Beginning with the line that contains "Reviewer note: confirm that every instance of the clay", copy each remaining line of the data below exactly.

(Photo-based referring expression data)
+-------+
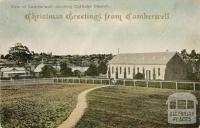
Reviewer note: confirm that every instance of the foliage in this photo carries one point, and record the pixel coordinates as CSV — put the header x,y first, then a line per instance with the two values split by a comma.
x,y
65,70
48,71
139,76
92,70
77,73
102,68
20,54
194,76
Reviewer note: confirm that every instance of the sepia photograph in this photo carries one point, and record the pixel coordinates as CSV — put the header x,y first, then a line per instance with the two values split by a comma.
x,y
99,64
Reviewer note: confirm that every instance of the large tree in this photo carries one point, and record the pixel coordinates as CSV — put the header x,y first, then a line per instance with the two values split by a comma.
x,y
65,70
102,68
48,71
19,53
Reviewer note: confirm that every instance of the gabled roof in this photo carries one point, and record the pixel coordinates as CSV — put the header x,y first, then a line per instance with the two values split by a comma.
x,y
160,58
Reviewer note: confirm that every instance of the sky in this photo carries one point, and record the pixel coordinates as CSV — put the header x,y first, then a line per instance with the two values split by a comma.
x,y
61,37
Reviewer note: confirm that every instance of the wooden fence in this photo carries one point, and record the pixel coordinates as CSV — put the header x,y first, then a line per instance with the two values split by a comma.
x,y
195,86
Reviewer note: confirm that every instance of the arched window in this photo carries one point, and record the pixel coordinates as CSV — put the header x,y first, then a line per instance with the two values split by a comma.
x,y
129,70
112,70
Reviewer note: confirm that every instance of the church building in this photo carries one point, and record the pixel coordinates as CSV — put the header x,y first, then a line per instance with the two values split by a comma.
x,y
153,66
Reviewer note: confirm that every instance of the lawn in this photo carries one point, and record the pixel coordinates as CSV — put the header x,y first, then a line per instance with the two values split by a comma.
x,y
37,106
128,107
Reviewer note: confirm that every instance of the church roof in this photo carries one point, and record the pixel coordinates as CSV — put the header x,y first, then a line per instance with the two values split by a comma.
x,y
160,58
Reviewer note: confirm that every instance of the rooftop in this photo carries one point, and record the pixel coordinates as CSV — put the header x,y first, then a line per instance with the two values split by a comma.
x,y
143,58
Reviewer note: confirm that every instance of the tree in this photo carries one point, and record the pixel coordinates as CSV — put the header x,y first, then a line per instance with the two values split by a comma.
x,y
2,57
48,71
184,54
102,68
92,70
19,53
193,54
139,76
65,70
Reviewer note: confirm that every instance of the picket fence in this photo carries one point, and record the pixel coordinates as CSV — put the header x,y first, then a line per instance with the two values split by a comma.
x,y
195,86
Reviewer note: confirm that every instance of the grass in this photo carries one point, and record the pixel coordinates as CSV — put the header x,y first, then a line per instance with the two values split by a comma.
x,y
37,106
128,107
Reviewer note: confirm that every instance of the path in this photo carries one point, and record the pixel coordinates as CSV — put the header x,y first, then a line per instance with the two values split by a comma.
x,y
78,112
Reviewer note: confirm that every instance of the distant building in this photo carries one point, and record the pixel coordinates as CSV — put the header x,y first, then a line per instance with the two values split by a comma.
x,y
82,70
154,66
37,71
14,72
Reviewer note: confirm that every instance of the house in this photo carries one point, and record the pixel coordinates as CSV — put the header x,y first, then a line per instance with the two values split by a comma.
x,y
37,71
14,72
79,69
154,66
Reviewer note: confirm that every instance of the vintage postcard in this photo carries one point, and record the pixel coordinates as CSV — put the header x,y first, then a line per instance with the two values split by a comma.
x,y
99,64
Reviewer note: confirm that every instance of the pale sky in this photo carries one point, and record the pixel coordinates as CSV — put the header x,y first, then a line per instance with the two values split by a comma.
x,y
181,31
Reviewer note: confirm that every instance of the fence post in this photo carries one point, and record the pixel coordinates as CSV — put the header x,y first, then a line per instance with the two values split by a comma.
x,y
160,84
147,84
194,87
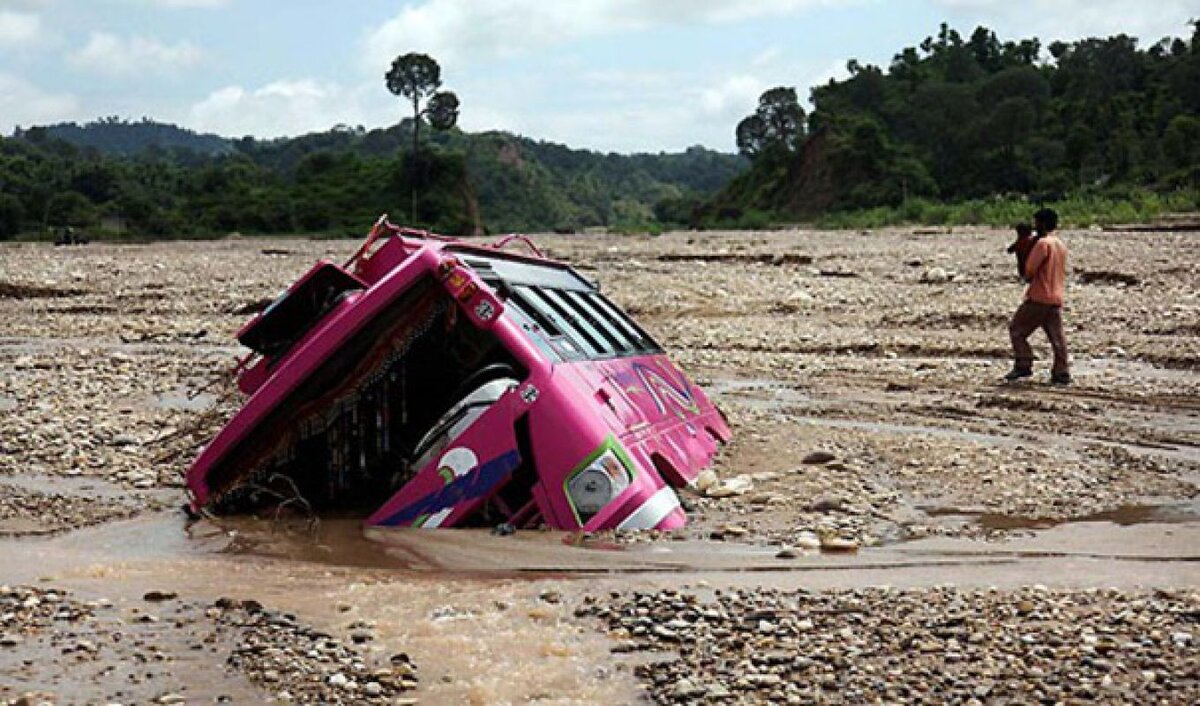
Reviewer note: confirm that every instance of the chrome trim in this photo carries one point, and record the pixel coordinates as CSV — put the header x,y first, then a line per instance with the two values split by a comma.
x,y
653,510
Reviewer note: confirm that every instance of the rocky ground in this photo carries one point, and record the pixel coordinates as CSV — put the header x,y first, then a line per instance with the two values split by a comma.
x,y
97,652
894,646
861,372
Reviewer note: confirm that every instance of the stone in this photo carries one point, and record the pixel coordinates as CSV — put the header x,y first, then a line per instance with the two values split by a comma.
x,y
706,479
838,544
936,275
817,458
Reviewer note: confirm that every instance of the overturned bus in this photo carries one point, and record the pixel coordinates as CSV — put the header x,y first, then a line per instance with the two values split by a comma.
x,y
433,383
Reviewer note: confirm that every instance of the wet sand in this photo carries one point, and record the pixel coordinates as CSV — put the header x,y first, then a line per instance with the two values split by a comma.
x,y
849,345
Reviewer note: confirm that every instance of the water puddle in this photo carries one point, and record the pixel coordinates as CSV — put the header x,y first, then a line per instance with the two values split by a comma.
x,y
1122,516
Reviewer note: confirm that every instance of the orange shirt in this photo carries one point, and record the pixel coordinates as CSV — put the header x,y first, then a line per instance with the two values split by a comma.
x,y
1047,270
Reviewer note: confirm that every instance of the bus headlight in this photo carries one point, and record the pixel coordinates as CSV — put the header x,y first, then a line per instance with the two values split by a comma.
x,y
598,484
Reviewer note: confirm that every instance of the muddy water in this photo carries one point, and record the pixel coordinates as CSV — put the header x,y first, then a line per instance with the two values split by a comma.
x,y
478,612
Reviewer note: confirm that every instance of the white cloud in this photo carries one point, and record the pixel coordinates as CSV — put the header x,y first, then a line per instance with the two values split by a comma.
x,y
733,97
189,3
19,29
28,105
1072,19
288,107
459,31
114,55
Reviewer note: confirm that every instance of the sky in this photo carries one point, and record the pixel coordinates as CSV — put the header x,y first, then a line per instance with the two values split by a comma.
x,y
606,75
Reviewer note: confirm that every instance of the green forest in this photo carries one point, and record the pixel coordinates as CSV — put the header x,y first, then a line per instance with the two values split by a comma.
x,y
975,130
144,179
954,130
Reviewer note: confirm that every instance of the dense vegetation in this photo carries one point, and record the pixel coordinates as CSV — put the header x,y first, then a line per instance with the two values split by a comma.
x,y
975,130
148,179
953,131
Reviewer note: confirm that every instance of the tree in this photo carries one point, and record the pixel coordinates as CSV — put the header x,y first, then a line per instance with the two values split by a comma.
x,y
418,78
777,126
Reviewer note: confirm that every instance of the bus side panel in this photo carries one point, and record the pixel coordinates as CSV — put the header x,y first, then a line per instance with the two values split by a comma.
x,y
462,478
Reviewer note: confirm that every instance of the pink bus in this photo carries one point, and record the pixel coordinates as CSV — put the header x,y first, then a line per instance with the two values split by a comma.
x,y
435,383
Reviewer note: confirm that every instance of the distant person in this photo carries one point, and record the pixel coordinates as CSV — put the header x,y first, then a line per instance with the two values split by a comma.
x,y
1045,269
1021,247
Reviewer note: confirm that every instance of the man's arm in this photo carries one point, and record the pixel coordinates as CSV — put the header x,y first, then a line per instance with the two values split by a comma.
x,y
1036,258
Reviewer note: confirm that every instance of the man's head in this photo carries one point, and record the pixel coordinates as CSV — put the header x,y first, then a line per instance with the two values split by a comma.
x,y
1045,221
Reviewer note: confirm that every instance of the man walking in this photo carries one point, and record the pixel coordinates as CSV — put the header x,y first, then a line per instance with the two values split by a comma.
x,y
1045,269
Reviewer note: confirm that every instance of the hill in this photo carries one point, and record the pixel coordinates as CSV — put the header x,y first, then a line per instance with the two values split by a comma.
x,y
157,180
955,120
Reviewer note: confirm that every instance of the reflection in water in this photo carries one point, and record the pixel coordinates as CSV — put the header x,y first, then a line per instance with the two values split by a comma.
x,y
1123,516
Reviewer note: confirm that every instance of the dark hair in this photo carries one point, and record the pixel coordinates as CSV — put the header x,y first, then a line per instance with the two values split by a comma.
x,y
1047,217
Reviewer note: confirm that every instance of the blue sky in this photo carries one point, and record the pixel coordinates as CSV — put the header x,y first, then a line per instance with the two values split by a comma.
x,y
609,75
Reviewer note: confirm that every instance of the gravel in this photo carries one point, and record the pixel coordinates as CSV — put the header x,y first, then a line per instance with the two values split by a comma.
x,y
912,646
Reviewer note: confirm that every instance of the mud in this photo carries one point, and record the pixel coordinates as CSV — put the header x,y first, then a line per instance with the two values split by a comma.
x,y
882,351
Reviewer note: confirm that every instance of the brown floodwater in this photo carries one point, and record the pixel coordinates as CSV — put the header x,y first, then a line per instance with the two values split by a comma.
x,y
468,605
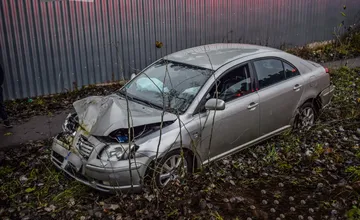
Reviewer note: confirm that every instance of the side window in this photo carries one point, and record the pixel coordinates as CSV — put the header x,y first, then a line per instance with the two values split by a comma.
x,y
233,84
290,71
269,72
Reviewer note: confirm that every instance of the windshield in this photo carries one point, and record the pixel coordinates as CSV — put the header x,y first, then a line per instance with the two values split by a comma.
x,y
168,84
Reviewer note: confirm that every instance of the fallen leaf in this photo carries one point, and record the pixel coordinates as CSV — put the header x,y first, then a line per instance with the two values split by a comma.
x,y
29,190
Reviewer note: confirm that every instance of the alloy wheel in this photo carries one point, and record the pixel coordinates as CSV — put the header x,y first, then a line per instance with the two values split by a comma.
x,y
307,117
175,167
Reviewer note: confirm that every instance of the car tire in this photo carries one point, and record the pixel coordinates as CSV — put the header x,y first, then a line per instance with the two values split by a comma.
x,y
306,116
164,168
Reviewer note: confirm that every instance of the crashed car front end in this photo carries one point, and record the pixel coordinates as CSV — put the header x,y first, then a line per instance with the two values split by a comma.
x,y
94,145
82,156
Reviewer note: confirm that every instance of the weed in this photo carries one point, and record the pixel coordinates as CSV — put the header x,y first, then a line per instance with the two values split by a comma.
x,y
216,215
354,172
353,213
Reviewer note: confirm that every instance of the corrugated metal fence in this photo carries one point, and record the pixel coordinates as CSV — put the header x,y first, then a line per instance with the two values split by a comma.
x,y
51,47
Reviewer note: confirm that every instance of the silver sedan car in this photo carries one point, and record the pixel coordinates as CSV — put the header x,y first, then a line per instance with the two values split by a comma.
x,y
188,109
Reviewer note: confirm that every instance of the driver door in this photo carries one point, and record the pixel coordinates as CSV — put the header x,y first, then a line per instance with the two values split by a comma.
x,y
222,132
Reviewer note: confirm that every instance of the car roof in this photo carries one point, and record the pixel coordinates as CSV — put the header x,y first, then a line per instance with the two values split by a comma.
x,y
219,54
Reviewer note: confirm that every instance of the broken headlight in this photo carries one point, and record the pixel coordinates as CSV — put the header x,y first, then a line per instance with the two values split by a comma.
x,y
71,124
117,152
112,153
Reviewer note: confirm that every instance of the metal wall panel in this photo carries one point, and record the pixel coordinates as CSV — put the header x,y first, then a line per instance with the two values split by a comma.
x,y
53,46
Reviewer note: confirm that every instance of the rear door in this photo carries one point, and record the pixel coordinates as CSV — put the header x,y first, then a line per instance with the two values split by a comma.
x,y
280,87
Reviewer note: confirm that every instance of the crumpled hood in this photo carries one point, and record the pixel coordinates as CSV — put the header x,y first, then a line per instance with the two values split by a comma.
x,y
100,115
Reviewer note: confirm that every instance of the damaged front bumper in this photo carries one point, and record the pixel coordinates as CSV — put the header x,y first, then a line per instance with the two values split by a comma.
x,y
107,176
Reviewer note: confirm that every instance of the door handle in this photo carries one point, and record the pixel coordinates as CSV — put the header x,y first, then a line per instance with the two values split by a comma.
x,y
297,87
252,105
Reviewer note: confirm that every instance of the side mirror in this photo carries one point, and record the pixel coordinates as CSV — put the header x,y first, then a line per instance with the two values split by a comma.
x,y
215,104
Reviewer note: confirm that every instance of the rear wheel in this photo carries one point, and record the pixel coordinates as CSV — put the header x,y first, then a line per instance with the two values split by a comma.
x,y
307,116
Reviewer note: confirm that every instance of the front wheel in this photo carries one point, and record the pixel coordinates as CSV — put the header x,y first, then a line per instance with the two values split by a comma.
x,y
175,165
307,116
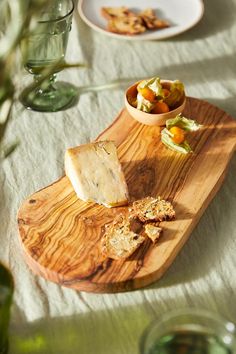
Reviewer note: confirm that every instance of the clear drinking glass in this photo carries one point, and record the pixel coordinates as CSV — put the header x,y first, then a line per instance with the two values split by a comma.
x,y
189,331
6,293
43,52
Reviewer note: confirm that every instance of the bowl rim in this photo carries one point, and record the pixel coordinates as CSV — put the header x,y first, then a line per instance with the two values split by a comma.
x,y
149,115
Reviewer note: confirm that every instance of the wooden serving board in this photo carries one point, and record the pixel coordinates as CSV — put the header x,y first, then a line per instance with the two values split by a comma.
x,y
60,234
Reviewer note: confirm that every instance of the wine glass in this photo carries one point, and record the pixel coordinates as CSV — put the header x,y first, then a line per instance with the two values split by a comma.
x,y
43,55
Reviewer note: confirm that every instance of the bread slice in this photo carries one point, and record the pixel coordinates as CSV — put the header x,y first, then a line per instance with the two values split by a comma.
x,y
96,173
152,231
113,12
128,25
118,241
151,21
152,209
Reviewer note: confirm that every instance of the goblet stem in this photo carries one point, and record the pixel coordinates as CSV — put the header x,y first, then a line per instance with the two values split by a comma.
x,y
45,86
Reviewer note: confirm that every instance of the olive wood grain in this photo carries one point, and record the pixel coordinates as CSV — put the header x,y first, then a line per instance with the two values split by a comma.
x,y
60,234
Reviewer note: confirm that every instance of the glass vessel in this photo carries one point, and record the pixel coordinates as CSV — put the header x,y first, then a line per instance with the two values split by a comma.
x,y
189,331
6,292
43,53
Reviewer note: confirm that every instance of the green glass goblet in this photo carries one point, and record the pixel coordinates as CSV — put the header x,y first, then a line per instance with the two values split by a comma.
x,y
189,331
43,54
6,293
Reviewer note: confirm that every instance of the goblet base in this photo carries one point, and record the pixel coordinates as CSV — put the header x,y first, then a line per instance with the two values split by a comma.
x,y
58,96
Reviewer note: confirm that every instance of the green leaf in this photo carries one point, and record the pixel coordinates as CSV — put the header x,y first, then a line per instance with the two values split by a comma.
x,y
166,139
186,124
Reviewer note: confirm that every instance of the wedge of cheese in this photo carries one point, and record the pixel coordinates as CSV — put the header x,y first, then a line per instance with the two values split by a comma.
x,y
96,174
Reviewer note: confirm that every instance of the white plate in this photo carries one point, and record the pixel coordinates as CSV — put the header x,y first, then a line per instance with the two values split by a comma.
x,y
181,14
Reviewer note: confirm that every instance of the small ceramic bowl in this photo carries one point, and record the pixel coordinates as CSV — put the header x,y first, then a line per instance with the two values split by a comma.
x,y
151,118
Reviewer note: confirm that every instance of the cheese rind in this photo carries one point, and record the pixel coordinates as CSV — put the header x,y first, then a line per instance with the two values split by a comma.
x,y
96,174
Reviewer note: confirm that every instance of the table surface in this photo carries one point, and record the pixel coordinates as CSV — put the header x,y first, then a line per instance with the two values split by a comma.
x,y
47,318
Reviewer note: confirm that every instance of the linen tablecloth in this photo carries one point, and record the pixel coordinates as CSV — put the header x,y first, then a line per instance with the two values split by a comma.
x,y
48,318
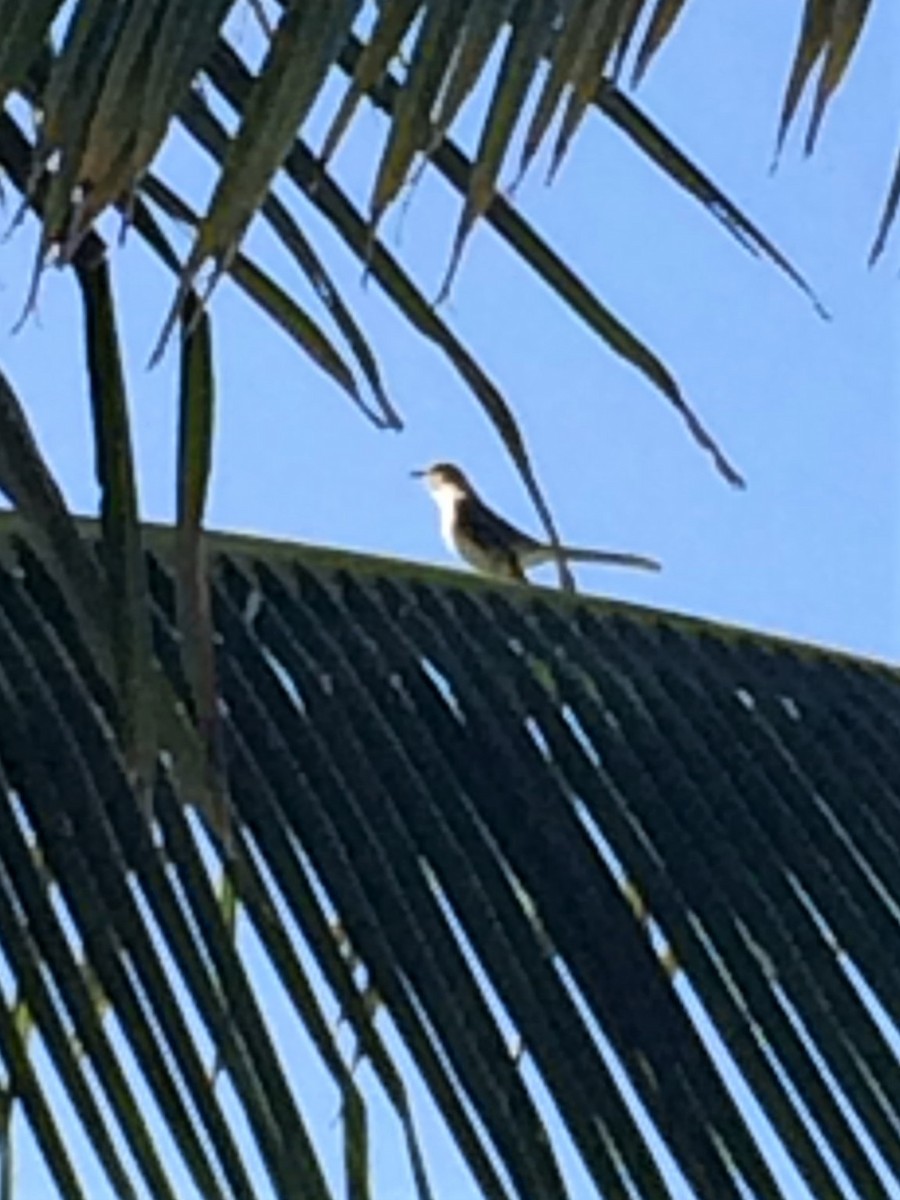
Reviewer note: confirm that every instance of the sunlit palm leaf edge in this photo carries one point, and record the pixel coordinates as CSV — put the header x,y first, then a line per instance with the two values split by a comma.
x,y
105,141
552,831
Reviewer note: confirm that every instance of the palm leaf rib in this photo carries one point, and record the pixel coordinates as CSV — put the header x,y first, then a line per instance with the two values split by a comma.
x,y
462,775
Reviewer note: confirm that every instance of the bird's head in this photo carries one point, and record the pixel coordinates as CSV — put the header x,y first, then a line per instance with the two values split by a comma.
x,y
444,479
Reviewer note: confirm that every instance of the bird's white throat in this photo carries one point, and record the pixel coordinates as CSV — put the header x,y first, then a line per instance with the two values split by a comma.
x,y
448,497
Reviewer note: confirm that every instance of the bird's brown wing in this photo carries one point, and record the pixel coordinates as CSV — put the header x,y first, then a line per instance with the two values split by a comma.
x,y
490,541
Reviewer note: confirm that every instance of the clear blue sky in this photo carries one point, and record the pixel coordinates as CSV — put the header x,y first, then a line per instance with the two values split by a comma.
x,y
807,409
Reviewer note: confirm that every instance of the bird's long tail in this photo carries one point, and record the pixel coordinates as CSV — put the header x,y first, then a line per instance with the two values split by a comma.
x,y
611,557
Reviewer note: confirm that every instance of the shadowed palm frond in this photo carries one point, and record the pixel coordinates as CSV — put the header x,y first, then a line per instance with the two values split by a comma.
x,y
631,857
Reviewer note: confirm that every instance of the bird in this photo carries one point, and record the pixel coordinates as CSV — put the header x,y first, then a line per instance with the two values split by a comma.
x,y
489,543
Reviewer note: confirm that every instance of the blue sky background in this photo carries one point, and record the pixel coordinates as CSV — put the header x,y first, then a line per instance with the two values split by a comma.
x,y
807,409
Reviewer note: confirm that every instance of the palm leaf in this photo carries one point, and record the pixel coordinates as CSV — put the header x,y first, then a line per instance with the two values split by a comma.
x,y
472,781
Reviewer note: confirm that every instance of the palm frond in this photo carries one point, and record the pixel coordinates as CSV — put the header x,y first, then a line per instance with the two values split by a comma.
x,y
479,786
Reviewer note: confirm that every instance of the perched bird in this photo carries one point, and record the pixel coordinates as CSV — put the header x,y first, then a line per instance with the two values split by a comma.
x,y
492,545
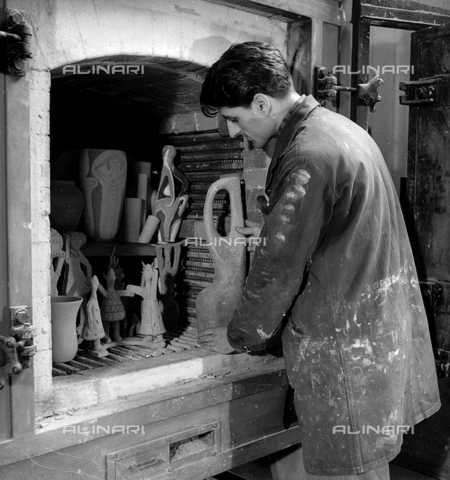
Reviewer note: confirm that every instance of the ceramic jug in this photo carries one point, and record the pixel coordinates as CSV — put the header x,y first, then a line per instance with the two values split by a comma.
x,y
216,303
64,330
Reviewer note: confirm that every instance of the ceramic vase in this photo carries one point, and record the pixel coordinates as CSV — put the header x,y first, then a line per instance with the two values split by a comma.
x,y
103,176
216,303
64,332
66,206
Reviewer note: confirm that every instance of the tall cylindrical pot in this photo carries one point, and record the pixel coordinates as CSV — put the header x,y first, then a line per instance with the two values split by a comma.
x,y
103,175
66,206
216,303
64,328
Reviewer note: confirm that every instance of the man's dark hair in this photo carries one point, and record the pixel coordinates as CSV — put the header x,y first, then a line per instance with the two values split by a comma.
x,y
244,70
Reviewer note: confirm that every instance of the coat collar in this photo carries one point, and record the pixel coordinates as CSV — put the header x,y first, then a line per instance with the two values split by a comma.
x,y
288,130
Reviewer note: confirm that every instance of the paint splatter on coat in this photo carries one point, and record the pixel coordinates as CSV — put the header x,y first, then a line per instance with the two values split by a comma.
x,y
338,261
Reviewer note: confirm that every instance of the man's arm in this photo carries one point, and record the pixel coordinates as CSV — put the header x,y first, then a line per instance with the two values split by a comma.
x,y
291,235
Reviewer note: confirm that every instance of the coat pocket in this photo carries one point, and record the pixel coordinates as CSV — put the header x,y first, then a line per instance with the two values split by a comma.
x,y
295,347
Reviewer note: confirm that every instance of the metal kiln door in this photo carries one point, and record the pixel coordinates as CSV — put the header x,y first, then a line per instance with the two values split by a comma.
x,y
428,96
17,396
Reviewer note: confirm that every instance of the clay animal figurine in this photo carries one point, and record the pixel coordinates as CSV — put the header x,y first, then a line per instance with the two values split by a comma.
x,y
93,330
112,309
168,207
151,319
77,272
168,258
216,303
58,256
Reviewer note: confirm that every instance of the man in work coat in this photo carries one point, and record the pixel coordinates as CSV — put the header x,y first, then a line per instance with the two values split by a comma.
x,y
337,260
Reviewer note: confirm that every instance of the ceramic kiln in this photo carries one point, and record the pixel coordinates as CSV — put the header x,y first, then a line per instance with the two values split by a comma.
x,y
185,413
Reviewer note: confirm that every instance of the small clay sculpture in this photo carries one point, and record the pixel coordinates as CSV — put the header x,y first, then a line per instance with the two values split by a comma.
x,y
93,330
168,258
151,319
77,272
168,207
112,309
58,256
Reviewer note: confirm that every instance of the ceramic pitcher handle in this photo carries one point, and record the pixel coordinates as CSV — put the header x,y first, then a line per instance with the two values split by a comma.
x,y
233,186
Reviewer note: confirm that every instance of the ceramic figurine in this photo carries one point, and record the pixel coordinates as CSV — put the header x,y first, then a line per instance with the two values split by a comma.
+-------+
▶ **The answer**
Reviewer note: confirm that every instance of the clay animal figurine in this photo carries one point, and record the pixel coordinates as CSV — put the header x,y first, then a line per instance with the two values split by a comma.
x,y
93,330
112,309
168,207
151,319
77,272
168,258
216,303
58,256
Reviewer note: confirm that every instance of the man in work coat in this photo carries one point, and record the pixel coordinates as CSV — put the header x,y first, then a line per instance with the two values split by a comma.
x,y
337,260
Reviewer note: confirm that every instance of the ceramic kiln in this photo carries one point, and record the pixel coordinates as CSV — put the header x,y first, then a line per instance with the two values split by a comma.
x,y
185,413
Reviewer note: confirm that every instance of the small clay sculpture in this photo carries one point, and record the pixel coordinates as CSV — put the header x,y first, then a line per instance with the two values split by a comma.
x,y
93,330
168,258
151,319
77,272
168,207
112,309
58,256
Reviewer note: confirm that every instance of the ceramic pitcher handle in this photo carries one point, and record the pixel coordinates as CSV — put the header x,y first, then a line per instance with the two values split by a comma.
x,y
233,186
Reviewer note: confirm that every instance of the ceramic figurine in this photo carries one point, and record the pixel coordinates as CSV — put the header x,y first, then a line per instance with the two values split by a comma.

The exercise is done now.